>> Start DATA PROVIDED

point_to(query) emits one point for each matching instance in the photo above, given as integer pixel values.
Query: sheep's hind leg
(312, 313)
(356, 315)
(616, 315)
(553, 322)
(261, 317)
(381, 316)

>> End DATA PROVIDED

#### EXERCISE DIRECTIONS
Reproduce every one of the lines above word for word, changing nothing.

#### SOLVED EXERCISE
point_to(query) emits one point for each matching instance in the photo above, given as integer pixel values.
Query: sheep's hind leg
(312, 313)
(356, 315)
(616, 315)
(553, 322)
(261, 317)
(381, 316)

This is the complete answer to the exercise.